_Data to examine_:
-*-*-

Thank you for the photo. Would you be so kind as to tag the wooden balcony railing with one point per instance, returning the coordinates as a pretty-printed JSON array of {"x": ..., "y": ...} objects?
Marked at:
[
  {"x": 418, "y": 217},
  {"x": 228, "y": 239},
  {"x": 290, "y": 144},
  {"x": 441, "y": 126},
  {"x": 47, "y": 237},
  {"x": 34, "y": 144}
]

-*-*-

_What the task requires_: Repeat the material above in full. Change no word.

_Expected answer_:
Thank you for the photo. Would you be so kind as to tag the wooden balcony railing with one point per instance, returning the coordinates as a pretty-printed JSON array of {"x": ..., "y": ...} objects?
Marked at:
[
  {"x": 418, "y": 217},
  {"x": 228, "y": 239},
  {"x": 290, "y": 144},
  {"x": 441, "y": 126},
  {"x": 47, "y": 237},
  {"x": 34, "y": 144}
]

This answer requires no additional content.